Activity:
Using the entries below, copy out all lines where "cloud" is found.
====== Records to process ======
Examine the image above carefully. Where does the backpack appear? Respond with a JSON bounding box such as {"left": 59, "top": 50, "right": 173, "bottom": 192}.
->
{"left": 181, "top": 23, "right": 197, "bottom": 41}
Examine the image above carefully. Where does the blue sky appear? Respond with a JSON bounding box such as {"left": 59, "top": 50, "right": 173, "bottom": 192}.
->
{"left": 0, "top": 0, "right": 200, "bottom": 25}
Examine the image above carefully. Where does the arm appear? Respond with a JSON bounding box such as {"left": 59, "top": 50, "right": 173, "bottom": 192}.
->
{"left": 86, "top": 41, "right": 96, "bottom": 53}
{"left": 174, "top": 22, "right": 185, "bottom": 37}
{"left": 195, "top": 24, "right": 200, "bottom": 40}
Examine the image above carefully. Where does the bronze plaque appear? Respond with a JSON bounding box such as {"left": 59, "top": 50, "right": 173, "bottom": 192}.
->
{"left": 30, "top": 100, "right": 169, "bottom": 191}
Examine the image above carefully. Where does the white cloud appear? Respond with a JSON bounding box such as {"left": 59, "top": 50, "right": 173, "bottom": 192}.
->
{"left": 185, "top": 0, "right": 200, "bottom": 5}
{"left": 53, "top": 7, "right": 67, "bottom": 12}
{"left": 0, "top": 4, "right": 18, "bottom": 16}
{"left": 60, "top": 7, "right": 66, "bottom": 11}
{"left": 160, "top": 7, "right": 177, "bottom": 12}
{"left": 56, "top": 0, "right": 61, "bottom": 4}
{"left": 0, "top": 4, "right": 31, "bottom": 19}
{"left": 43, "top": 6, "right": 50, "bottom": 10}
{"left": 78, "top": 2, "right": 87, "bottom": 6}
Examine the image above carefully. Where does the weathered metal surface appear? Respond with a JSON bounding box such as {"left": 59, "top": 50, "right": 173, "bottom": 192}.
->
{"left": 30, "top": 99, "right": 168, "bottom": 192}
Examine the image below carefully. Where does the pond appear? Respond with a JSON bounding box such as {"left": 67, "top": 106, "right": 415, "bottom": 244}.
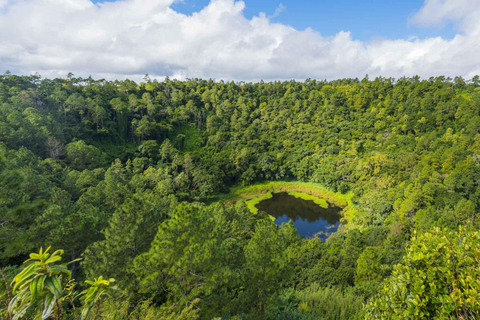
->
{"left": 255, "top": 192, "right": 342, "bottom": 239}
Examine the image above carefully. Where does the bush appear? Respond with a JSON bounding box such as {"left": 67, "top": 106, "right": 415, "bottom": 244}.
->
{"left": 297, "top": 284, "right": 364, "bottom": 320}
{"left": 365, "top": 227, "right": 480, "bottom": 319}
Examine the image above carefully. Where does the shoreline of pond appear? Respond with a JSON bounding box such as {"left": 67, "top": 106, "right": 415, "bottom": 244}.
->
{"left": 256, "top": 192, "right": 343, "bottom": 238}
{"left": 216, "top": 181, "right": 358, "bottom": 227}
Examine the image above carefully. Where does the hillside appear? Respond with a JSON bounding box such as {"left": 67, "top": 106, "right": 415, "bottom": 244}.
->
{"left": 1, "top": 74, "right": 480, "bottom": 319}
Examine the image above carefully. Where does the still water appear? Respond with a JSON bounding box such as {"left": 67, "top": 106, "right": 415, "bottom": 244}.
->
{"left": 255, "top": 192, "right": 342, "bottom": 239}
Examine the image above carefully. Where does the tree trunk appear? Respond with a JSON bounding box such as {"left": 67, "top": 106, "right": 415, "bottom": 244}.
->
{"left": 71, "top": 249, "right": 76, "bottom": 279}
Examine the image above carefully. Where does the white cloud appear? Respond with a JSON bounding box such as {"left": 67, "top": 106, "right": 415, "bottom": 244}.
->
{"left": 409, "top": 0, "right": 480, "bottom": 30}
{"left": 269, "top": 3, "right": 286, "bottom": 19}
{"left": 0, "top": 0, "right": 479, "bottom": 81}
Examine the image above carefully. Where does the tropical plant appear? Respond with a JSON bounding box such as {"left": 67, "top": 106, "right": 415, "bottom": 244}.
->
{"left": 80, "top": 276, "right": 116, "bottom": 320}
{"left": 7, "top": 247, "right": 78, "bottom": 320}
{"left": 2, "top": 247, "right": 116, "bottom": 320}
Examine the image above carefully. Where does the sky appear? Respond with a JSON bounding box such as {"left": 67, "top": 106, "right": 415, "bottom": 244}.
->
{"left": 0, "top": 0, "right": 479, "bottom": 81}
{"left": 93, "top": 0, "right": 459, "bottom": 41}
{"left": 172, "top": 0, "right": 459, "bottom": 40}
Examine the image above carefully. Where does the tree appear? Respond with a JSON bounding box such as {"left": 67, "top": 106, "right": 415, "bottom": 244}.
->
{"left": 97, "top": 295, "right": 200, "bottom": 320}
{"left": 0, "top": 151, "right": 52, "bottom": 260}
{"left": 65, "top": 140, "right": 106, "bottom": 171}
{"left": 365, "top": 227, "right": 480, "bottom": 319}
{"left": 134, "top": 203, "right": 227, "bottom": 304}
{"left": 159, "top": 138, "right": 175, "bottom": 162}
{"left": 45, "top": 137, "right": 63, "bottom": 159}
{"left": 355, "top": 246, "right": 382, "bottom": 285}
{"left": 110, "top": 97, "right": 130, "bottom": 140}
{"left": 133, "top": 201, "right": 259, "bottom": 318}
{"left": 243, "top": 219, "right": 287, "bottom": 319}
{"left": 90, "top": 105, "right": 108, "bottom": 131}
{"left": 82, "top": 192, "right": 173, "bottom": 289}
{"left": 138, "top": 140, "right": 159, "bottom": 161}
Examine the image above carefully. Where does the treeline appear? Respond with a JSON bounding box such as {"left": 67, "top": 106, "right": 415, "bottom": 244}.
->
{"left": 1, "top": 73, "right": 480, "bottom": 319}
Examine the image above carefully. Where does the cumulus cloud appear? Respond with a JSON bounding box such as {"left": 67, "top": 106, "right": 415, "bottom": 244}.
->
======
Task output:
Examine the image above carefully. Where does the white cloud appear? Respond with a JSON bounding box such as {"left": 59, "top": 50, "right": 173, "bottom": 192}.
Examine the image above carefully. Where does the white cloud appear? Respond with a JSON bounding box such as {"left": 67, "top": 106, "right": 415, "bottom": 244}.
Examine the image above carefully. Where does the cumulus cloud appear? Respond with a JSON bounding box such as {"left": 67, "top": 106, "right": 415, "bottom": 244}.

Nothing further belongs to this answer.